**What is expected:** Repeat exactly the lines from the line containing "of the granite" to the last line of the listing, including both.

**Raw records:**
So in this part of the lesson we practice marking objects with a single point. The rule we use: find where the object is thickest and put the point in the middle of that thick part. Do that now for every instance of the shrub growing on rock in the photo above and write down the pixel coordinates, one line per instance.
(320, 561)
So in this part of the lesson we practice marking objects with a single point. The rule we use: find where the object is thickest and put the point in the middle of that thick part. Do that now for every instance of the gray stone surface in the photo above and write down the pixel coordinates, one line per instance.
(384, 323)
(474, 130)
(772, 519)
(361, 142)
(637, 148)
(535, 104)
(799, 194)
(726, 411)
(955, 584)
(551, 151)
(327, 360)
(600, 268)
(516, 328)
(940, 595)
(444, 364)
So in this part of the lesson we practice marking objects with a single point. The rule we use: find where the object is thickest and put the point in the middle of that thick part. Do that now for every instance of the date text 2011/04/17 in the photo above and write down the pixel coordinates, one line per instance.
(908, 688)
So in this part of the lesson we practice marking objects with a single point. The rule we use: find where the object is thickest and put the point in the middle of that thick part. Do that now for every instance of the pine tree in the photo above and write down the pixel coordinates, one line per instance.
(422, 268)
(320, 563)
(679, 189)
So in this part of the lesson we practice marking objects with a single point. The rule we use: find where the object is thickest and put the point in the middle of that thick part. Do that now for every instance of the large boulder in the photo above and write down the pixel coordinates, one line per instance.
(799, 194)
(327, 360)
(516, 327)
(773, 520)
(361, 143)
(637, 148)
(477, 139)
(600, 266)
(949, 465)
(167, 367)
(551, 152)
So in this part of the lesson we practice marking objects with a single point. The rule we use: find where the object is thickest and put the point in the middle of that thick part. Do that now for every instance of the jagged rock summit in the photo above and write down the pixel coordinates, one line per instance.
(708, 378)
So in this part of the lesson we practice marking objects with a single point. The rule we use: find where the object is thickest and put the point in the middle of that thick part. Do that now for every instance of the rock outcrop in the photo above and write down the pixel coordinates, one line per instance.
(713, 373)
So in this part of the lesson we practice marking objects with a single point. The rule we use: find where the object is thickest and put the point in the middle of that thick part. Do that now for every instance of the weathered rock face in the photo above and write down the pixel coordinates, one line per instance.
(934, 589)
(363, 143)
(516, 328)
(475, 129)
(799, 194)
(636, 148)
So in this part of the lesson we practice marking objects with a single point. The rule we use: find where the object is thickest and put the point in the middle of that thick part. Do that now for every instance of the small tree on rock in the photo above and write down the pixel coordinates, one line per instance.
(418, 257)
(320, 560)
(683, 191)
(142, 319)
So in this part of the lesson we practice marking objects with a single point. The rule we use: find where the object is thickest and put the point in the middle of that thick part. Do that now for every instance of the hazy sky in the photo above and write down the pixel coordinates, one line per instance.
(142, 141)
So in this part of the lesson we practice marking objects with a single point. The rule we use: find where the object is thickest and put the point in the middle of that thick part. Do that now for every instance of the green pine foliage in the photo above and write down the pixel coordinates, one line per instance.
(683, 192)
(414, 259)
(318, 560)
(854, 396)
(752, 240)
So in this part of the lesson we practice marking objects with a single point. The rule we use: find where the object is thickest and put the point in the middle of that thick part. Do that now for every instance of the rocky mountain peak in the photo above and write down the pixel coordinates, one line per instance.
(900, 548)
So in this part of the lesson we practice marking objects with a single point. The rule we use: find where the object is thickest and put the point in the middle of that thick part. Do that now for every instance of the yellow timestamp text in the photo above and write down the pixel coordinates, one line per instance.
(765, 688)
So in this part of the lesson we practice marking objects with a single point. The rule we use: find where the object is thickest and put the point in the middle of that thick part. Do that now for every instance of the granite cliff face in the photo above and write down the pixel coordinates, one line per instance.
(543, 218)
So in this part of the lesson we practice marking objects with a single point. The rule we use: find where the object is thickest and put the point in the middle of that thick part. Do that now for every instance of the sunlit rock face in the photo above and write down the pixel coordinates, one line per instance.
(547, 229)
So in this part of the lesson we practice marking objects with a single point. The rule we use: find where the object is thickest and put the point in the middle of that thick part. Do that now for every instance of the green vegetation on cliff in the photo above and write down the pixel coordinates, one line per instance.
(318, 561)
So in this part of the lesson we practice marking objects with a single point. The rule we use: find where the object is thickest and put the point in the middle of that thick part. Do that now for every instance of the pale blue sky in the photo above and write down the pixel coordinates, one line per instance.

**Completed exercise:**
So in this part of the lesson we practice marking objects with a single point. The rule we use: find where the object is thickest and put the point in the middle of that thick part. Do that now for every instance of the granite cliff face in the photo above and write down the pixel coordinates, one line per instance.
(543, 218)
So in this part of the lesson we practice marking objects with a single point. The rule we use: find where the object is thickest and put the point in the middle of that thick part. Do that now for every instance of the sunlit rock face in the photo above and write down the pixel coordinates, one line per instance.
(547, 229)
So in this part of the lesson we practice marking objects with a single point. The rule we use: find where the object is thickest and put the point in the middle of that thick part. Do that now for every instance of the green vegetation on cliff in the photo above and write down the pixel coordinates, one line per instance.
(318, 561)
So in this part of the lesson we practice marking objects with a single point. The rule we use: find where the object is thickest and put the point in the middle of that thick part. Do that now for every instance of the pale blue sky in the photo above and write down the pixel coordinates, one line per instance.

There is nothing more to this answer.